TASK GOAL: Records follow. Pull out every line that contains "below".

[Referring expression data]
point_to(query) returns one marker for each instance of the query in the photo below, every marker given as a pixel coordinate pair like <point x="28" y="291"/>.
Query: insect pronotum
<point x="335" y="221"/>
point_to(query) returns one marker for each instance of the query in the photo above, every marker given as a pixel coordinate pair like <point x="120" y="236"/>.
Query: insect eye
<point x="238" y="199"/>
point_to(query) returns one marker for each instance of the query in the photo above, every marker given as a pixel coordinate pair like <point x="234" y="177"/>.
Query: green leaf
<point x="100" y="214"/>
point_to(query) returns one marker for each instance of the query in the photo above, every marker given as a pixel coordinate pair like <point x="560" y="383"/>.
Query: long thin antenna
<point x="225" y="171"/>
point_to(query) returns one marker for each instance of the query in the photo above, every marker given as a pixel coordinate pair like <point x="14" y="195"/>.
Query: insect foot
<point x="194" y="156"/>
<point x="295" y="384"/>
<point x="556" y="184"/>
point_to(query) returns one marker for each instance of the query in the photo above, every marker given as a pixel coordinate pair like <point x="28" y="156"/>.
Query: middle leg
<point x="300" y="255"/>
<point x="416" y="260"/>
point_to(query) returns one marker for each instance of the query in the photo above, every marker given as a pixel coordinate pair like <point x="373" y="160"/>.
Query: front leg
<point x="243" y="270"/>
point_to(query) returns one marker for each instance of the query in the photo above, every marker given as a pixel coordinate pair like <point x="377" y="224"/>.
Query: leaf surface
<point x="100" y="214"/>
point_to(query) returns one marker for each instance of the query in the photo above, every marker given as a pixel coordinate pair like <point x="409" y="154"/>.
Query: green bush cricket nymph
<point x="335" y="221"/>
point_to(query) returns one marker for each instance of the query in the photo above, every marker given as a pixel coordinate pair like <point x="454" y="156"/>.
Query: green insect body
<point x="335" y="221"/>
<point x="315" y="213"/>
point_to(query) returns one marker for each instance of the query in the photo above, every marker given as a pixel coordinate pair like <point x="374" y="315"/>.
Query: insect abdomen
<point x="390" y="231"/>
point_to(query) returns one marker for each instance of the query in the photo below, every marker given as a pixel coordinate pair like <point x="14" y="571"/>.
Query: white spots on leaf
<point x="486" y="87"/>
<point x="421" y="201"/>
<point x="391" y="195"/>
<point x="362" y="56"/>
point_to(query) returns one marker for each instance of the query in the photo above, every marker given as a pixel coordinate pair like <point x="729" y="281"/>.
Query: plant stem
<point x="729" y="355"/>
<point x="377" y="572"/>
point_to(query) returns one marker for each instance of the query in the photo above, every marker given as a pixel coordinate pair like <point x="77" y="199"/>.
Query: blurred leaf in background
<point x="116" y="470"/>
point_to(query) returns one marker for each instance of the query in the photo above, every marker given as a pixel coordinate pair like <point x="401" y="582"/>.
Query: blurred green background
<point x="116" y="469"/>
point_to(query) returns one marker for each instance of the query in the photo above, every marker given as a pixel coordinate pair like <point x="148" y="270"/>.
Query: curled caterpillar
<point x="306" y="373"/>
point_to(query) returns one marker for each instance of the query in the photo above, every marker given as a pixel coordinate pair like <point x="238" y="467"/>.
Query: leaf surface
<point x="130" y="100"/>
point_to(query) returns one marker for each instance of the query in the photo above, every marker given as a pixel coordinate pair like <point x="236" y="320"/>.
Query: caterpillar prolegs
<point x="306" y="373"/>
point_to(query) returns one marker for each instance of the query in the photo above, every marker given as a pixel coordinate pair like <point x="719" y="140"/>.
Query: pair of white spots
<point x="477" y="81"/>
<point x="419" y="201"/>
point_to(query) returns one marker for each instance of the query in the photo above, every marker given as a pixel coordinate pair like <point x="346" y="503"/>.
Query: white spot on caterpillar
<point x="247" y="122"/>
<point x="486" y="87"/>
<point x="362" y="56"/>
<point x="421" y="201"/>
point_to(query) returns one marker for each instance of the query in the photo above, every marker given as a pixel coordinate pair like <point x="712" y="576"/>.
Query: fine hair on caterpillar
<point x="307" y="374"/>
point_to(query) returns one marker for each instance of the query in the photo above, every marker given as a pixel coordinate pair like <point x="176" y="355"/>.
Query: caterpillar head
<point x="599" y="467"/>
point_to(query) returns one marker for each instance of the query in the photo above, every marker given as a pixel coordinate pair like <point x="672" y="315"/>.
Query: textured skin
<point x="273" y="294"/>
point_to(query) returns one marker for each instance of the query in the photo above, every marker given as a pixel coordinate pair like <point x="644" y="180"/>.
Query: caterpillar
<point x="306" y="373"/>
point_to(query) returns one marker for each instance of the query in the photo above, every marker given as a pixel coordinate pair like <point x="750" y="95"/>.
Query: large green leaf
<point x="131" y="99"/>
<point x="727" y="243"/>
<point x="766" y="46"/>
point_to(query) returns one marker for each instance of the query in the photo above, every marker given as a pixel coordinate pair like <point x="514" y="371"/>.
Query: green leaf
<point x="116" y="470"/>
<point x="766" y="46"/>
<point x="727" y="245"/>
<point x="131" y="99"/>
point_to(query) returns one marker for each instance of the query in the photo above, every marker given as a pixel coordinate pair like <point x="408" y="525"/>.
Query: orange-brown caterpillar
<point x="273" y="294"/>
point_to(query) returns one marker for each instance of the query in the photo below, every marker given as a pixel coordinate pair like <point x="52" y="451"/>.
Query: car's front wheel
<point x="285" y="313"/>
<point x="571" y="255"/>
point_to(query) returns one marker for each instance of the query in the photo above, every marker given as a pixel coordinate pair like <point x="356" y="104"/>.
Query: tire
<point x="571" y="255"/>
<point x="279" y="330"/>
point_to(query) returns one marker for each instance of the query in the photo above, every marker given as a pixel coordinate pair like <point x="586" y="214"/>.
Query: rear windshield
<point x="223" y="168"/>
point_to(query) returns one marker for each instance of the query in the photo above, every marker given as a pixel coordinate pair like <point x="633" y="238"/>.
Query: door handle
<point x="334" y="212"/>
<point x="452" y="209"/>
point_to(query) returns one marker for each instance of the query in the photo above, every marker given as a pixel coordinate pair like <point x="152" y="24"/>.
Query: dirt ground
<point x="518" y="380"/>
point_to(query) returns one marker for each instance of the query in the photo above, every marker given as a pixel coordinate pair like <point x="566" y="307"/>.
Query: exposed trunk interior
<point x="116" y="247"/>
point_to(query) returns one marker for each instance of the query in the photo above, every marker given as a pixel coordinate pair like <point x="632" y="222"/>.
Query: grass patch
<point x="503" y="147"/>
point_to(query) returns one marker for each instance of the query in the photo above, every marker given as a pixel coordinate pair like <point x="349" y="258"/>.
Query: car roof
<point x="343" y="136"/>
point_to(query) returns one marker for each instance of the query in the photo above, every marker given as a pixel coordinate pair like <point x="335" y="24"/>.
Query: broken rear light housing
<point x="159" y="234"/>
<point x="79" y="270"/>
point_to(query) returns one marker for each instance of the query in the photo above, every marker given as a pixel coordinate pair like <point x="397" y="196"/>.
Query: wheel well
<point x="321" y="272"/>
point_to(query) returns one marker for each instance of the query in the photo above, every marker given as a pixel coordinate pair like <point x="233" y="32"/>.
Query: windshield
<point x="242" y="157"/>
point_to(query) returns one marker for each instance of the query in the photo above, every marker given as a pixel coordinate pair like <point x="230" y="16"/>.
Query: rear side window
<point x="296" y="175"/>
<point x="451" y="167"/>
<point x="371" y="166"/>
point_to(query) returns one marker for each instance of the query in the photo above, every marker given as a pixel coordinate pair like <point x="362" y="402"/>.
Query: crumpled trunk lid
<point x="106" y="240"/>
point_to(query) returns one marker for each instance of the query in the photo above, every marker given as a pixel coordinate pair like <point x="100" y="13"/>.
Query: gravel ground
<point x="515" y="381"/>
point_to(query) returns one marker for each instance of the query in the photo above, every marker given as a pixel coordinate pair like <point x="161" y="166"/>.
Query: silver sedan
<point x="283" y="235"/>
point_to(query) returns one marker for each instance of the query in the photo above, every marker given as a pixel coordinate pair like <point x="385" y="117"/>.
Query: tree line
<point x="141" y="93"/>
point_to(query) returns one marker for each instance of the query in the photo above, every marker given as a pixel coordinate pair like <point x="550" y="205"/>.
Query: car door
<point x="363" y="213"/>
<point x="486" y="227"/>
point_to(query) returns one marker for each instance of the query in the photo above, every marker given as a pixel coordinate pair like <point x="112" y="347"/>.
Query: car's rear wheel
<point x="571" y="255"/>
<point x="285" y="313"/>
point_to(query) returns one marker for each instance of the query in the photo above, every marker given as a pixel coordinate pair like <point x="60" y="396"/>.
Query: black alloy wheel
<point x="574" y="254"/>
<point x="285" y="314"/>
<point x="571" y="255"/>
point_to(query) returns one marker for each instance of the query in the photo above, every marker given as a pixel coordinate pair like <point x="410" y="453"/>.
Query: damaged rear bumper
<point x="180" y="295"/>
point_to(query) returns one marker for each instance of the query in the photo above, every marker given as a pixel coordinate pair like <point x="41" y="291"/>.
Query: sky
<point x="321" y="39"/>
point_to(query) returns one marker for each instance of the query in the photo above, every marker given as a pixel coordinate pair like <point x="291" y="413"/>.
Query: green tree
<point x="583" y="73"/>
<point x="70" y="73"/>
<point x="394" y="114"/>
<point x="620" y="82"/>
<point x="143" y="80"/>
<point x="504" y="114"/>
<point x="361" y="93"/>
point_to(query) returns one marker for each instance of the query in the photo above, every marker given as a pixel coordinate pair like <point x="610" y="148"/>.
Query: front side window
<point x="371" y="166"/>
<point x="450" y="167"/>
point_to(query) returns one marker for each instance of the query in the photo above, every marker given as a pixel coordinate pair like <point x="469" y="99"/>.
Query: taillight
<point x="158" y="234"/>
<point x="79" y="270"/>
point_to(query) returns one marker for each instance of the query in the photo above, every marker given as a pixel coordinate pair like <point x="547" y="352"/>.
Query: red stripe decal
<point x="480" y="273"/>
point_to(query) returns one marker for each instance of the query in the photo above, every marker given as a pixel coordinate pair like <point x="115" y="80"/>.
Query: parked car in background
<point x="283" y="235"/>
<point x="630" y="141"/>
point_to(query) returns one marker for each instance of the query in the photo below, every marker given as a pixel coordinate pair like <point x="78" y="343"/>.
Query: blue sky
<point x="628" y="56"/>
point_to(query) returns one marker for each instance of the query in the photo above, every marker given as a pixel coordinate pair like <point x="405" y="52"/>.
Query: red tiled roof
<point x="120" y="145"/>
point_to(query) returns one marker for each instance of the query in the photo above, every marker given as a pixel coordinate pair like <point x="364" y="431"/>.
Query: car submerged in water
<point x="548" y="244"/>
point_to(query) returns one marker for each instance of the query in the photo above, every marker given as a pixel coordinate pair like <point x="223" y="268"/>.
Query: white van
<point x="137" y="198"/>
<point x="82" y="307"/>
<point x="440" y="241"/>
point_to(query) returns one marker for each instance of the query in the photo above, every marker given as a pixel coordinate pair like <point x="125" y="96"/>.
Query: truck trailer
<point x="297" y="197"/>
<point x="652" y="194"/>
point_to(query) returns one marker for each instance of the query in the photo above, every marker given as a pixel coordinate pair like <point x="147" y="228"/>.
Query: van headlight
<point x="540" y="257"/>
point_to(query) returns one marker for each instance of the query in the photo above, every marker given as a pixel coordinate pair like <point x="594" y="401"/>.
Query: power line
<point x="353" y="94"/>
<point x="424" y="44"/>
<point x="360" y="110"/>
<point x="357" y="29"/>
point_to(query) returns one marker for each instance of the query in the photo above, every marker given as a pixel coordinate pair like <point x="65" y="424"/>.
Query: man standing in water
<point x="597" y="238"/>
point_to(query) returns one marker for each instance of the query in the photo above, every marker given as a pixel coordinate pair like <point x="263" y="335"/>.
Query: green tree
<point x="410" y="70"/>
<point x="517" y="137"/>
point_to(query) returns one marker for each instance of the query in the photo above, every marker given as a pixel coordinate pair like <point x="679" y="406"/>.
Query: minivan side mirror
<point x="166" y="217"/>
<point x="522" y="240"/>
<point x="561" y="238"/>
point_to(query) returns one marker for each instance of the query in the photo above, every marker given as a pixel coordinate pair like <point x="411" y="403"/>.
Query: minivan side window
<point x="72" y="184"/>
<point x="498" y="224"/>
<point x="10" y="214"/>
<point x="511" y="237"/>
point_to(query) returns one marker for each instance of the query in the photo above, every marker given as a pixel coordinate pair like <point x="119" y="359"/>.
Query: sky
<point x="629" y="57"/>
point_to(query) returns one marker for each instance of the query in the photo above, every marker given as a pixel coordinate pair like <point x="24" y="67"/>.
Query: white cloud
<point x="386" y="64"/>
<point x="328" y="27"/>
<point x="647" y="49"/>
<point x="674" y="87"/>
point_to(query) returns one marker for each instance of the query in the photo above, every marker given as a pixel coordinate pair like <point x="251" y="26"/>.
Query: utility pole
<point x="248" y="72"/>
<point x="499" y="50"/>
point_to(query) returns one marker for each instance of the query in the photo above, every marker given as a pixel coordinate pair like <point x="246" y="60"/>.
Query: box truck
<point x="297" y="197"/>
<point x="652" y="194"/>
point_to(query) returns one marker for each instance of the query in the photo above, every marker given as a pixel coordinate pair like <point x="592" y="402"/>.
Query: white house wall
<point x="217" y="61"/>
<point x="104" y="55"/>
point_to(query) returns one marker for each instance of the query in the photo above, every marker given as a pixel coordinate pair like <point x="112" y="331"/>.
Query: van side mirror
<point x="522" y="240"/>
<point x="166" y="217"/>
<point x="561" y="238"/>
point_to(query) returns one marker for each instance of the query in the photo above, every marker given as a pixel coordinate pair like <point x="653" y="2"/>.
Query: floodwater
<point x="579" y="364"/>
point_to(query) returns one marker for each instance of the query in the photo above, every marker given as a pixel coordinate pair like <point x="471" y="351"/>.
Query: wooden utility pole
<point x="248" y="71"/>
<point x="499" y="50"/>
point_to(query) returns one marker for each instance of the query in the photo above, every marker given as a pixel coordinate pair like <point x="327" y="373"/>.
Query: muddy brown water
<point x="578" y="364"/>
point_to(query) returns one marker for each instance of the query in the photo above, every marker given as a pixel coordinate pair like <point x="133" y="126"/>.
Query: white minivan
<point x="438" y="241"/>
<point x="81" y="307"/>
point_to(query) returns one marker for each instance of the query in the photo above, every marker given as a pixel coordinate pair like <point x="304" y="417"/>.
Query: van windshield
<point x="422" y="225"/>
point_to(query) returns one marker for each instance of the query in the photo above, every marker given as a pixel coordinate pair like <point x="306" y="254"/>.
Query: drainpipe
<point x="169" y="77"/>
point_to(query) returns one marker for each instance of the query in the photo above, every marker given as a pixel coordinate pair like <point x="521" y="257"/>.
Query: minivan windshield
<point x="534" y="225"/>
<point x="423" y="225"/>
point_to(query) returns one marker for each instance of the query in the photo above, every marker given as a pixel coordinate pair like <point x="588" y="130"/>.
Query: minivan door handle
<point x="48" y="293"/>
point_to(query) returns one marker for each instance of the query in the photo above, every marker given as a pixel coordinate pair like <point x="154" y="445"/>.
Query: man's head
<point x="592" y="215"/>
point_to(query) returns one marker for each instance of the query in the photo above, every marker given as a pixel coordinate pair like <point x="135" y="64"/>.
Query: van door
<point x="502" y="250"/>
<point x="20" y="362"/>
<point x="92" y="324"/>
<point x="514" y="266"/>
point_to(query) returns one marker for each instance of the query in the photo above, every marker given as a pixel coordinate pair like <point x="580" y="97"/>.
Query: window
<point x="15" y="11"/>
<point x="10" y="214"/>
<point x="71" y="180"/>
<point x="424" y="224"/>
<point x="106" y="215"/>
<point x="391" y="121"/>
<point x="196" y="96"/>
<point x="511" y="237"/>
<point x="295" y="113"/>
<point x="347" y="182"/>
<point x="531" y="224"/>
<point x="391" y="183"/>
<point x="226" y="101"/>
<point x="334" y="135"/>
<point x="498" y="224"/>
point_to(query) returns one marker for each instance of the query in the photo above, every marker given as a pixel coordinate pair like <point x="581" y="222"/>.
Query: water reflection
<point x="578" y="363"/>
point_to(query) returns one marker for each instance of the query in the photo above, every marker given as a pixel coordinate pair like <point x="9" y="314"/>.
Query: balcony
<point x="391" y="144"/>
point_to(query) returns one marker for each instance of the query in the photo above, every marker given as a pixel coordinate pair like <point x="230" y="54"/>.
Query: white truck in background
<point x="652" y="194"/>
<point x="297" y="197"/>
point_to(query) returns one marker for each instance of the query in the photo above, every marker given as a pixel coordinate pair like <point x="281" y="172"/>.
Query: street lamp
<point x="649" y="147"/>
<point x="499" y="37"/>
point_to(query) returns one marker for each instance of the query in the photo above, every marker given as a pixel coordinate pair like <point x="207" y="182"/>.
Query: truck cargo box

ANSWER FOR THE TASK:
point_to(query) returns one marker for each instance of the query in the photo below, every marker given as a pixel coordinate pair like <point x="28" y="291"/>.
point_to(query) returns one marker for each instance of the query in the photo below, every marker given as a pixel coordinate pair like <point x="14" y="571"/>.
point_to(query) returns one marker for each instance of the query in the photo below, every marker given as a pixel coordinate pair like <point x="52" y="451"/>.
point_to(query) returns one marker for each instance of the query in the photo below, every marker given as a pixel coordinate pair like <point x="78" y="343"/>.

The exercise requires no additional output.